CHALLENGE 1:
In the issue page about a memory leak below, find each occurrence of the word "memory," ignoring case. Write each one together with the word that directly follows it, one pair per line.

DOCUMENT EXTRACT:
_____
DataDog / dd-trace-dotnet

.NET Client Library for Datadog APM
https://docs.datadoghq.com/tracing/
Apache License 2.0
454 stars 140 forks source link

Memory leak when using MongoDb integration #1602

Closed tylerohlsen closed 3 years ago

tylerohlsen commented 3 years ago

Describe the bug When the MongoDb integrations are present in the dotnet-integrations.json, our memory usage slowly increases at an approximate average rate of 5MB per hour. This continues until it has accumulated enough memory for our tasks in ECS/Fargate to run out of memory and kill/restart our containers.
_____
(Records from a data collection)
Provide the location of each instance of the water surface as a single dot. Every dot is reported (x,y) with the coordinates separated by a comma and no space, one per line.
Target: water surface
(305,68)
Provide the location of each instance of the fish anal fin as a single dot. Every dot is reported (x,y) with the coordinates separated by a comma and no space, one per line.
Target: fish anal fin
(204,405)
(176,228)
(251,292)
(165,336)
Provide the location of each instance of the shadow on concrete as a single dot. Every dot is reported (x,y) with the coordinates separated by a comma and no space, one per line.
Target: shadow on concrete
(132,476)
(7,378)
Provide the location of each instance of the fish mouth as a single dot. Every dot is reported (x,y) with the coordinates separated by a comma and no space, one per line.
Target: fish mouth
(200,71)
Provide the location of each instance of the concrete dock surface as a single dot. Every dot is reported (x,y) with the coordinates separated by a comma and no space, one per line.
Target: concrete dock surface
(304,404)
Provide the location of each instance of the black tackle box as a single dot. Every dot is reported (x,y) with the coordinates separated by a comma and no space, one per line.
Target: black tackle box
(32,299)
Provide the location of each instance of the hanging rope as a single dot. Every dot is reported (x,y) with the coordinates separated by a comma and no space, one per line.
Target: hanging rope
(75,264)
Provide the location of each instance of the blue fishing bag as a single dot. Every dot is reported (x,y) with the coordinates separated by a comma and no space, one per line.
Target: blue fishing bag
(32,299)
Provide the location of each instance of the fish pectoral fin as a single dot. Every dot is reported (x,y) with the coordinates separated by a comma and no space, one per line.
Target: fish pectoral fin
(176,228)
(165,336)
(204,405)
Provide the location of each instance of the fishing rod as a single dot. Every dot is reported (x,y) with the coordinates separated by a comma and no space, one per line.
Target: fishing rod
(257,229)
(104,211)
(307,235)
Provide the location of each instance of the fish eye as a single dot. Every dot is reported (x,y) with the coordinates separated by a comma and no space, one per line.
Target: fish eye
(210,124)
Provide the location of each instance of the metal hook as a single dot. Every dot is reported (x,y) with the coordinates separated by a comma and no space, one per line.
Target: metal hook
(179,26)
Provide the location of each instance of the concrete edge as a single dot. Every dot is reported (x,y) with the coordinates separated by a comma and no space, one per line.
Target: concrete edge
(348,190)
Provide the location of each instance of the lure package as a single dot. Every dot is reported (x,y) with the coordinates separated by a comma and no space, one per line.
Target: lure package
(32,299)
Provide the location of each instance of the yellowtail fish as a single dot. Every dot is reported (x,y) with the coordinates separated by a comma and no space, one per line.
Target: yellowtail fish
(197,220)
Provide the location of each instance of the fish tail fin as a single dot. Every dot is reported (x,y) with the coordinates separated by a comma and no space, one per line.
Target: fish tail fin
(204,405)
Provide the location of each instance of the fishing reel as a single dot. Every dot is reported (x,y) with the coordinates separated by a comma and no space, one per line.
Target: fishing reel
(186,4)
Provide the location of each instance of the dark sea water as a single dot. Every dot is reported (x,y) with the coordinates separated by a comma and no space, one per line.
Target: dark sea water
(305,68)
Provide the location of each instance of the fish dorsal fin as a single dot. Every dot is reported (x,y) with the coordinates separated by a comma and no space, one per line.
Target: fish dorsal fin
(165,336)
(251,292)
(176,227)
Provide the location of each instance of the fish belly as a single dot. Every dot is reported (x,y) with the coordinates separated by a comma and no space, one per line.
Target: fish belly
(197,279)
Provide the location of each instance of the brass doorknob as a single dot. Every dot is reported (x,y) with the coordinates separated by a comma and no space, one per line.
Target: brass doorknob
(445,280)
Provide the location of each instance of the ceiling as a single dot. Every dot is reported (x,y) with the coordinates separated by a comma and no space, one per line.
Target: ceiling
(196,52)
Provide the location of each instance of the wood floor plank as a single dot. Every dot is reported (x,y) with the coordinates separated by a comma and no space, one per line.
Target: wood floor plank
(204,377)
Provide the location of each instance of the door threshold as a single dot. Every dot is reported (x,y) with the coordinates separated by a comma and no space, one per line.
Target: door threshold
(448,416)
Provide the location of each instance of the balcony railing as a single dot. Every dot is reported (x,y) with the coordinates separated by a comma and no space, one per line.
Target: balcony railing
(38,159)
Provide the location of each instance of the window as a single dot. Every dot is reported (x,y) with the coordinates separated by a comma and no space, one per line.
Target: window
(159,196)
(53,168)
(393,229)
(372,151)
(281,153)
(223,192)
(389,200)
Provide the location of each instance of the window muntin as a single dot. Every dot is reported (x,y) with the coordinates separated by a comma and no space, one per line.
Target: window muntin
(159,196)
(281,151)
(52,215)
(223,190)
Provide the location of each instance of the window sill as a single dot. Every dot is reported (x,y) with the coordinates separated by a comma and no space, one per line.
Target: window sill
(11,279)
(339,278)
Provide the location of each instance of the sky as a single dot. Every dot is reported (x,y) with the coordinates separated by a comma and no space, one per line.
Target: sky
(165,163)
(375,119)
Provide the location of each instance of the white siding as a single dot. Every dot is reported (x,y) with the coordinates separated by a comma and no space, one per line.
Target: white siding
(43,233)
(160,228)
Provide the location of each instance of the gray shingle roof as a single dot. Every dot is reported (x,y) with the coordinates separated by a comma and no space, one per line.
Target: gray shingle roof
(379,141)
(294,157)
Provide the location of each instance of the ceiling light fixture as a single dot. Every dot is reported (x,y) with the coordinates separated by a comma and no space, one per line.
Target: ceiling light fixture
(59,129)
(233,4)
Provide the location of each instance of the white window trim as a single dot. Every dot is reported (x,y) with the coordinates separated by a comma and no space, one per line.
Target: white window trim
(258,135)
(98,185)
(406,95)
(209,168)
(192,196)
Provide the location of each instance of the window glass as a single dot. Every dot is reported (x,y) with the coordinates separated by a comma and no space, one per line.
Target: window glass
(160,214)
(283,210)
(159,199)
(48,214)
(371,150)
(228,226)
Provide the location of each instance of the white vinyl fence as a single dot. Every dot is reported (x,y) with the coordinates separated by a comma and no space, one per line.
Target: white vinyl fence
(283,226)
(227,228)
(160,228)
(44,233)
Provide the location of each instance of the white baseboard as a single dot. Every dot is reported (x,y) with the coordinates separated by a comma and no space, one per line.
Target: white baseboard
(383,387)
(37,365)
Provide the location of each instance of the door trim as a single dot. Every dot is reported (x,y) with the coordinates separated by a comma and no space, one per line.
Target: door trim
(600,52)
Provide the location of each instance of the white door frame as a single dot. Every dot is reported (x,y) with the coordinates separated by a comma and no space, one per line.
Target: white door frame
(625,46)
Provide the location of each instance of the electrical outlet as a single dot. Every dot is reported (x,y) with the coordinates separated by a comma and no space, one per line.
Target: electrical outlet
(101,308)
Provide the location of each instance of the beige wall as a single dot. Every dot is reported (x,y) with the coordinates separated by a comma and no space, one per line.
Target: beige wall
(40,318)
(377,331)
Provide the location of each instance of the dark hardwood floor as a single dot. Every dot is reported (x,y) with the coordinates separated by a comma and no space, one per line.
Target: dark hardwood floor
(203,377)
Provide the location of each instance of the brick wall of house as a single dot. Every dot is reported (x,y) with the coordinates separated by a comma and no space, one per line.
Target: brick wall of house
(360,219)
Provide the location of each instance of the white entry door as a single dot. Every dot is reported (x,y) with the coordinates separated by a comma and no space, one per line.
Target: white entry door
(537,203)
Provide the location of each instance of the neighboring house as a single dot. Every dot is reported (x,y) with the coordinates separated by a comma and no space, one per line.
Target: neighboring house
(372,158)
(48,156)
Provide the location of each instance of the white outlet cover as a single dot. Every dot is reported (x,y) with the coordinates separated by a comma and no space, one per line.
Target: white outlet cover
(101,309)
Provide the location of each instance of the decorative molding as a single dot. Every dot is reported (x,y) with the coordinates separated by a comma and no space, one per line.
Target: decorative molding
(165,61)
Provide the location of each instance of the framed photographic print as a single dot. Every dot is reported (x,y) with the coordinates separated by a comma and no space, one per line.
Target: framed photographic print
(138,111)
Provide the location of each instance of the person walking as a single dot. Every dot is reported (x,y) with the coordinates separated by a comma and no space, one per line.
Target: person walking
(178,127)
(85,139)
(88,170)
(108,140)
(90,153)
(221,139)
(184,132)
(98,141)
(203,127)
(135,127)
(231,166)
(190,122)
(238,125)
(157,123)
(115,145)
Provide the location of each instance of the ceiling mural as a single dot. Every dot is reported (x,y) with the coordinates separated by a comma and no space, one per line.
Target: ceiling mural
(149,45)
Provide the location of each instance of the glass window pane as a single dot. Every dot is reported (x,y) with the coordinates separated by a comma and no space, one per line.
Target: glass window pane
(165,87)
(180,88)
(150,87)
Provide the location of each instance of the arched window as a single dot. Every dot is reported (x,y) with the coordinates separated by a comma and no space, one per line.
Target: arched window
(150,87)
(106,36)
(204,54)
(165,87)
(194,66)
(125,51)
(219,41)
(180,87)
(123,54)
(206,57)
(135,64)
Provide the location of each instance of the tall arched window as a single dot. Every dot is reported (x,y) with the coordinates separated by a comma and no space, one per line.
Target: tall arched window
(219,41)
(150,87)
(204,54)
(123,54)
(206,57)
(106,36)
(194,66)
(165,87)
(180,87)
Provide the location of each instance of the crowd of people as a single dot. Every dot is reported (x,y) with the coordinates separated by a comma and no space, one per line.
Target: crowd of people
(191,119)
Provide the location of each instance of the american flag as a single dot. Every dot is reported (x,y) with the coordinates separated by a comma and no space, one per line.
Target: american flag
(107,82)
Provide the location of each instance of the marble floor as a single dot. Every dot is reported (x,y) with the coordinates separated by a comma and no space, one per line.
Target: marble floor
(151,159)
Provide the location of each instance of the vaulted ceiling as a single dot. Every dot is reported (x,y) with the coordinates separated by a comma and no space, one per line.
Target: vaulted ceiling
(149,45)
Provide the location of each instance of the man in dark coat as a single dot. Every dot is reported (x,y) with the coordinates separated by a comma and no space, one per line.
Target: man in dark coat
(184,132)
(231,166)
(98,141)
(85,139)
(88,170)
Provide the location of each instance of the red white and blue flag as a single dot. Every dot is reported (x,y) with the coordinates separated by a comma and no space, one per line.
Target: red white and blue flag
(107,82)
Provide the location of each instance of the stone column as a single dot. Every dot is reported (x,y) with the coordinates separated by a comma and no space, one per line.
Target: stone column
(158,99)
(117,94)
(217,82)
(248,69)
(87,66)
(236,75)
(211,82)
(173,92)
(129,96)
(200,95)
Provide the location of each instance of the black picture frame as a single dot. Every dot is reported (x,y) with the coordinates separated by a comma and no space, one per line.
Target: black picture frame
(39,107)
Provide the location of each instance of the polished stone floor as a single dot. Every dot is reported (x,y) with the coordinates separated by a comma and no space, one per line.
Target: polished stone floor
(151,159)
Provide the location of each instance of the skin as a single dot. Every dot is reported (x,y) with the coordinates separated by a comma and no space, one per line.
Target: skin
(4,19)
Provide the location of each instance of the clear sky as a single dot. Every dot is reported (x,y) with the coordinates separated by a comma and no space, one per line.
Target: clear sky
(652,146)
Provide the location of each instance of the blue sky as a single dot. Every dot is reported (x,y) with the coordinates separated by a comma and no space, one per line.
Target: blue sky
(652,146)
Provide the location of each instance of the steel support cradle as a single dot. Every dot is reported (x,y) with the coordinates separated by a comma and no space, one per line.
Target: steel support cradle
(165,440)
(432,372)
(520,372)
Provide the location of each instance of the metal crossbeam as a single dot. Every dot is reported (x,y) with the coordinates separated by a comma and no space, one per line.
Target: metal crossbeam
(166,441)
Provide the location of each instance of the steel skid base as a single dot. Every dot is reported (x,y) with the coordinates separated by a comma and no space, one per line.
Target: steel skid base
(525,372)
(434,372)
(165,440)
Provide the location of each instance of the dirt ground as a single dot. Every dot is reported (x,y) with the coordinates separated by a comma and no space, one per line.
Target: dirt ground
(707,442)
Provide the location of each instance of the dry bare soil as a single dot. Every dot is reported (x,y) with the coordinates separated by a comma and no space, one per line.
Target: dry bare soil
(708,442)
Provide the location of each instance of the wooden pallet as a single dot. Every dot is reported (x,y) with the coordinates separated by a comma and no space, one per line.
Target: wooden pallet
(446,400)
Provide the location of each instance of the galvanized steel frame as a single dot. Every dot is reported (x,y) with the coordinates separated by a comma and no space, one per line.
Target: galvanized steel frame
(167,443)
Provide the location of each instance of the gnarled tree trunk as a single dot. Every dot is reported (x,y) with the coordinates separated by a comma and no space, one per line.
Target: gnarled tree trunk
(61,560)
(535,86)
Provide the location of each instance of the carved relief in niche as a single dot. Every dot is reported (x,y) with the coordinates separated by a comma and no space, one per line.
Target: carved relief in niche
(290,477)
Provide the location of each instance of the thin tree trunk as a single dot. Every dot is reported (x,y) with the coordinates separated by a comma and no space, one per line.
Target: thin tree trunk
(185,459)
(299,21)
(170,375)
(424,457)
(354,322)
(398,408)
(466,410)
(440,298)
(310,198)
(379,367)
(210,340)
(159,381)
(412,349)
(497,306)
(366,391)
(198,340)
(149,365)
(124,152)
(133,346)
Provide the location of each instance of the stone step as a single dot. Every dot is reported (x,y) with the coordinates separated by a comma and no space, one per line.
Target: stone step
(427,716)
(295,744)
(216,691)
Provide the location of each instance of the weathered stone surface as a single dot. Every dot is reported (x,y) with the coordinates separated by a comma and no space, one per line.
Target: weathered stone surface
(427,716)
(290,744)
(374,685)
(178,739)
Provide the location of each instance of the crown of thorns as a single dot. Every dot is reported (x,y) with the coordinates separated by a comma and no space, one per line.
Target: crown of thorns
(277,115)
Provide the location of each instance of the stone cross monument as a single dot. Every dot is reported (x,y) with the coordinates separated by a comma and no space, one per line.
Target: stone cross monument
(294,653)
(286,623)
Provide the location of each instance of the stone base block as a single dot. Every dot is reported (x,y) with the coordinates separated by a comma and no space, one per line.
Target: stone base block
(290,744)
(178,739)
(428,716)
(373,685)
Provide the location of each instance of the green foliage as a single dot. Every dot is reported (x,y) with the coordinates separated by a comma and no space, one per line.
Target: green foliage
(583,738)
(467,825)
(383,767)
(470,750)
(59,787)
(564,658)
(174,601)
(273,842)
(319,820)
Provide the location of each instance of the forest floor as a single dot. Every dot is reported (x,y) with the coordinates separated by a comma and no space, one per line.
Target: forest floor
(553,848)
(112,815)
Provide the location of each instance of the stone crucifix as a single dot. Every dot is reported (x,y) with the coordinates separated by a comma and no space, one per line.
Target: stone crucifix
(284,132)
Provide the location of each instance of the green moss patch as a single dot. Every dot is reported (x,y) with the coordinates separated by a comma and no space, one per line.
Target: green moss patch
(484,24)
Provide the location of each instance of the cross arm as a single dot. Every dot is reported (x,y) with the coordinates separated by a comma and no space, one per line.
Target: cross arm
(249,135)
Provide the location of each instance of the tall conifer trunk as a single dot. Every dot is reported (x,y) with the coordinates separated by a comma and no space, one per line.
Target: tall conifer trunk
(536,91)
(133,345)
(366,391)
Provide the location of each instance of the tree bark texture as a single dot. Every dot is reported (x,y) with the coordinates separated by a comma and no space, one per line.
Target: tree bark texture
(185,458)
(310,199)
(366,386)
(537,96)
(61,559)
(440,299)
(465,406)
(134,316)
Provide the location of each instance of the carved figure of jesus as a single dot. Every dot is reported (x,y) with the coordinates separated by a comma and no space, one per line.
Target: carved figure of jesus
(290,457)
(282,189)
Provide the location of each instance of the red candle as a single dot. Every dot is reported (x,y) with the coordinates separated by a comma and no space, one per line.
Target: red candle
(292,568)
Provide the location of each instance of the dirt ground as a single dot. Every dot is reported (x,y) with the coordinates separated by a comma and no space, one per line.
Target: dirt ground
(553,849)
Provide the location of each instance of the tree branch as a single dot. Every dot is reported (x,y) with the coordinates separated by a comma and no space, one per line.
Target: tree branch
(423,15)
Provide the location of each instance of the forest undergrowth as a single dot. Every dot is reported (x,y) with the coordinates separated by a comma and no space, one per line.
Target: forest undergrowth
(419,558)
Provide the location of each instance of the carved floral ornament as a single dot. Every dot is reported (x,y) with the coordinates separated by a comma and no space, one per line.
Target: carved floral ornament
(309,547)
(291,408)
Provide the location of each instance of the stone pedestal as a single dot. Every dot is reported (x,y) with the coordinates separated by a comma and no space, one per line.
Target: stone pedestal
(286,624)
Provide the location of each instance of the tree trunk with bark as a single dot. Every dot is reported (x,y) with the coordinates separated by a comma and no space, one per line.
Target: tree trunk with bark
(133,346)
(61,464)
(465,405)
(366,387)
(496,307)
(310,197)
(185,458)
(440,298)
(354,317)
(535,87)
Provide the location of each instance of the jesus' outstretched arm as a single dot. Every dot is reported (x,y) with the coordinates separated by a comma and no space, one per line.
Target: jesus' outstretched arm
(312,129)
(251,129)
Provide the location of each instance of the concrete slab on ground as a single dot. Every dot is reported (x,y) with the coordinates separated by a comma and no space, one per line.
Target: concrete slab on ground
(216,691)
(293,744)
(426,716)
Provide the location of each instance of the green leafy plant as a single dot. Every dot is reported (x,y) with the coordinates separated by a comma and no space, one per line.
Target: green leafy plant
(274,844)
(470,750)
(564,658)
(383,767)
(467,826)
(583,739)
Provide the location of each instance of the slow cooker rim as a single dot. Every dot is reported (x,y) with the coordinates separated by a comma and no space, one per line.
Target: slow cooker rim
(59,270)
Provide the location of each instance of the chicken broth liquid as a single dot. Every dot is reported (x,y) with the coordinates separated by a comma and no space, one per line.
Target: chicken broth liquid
_____
CHALLENGE 2:
Count the lines of the listing that contain the string "cover", with case counting. State only the number.

TASK ANSWER 1:
Memory leak
memory usage
memory for
memory and

TASK ANSWER 2:
2